Data from a collection

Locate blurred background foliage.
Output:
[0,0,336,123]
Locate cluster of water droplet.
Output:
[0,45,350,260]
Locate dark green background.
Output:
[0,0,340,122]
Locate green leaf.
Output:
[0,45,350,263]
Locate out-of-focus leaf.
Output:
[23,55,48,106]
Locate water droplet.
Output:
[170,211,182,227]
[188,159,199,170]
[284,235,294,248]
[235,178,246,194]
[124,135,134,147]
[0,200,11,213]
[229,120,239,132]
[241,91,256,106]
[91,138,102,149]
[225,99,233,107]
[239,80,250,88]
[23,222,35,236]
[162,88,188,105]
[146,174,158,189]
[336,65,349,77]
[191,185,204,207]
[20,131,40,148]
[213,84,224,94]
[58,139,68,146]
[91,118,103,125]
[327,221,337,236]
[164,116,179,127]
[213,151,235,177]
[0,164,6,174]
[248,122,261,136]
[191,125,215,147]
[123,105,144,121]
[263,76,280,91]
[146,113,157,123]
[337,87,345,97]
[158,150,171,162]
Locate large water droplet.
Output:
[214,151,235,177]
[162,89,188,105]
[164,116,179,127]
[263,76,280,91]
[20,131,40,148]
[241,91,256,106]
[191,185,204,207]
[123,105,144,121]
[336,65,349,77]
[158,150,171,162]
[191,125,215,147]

DIRECTION: Put every line of the data above into a JSON list of strings, one string per line, and leave out any blank lines.

EXERCISE ANSWER:
[
  "Locate blurred background foliage.",
  "Output:",
  "[0,0,336,123]",
  "Locate cluster of water droplet.",
  "Output:",
  "[0,45,350,260]",
  "Locate dark green background.",
  "Output:",
  "[0,0,340,122]",
  "Locate green leaf.",
  "Output:",
  "[0,45,350,263]",
  "Locate out-of-focus leaf.",
  "Output:",
  "[23,55,48,106]",
  "Locate water droplet.",
  "Output:",
  "[170,211,182,227]",
  "[188,159,199,170]",
  "[284,235,294,248]",
  "[235,178,246,194]",
  "[124,135,134,147]",
  "[0,200,11,213]",
  "[229,120,239,132]",
  "[241,91,256,106]",
  "[91,138,102,149]",
  "[225,99,233,107]",
  "[239,80,250,88]",
  "[23,222,35,236]",
  "[162,88,188,105]",
  "[146,174,158,189]",
  "[336,65,349,77]",
  "[191,185,204,207]",
  "[20,131,40,148]",
  "[213,84,224,94]",
  "[58,139,68,146]",
  "[91,118,103,125]",
  "[327,221,337,236]",
  "[164,116,179,127]",
  "[213,151,235,177]",
  "[0,164,6,174]",
  "[248,122,261,136]",
  "[191,125,215,147]",
  "[123,105,144,121]",
  "[263,76,280,91]",
  "[146,113,157,123]",
  "[337,87,345,97]",
  "[158,150,171,162]",
  "Locate large water droplet.",
  "Output:",
  "[214,151,235,177]",
  "[162,89,188,105]",
  "[164,116,179,127]",
  "[263,76,280,91]",
  "[20,131,40,148]",
  "[241,91,256,106]",
  "[191,185,204,207]",
  "[123,105,144,121]",
  "[336,65,349,77]",
  "[158,150,171,162]",
  "[191,125,215,147]"
]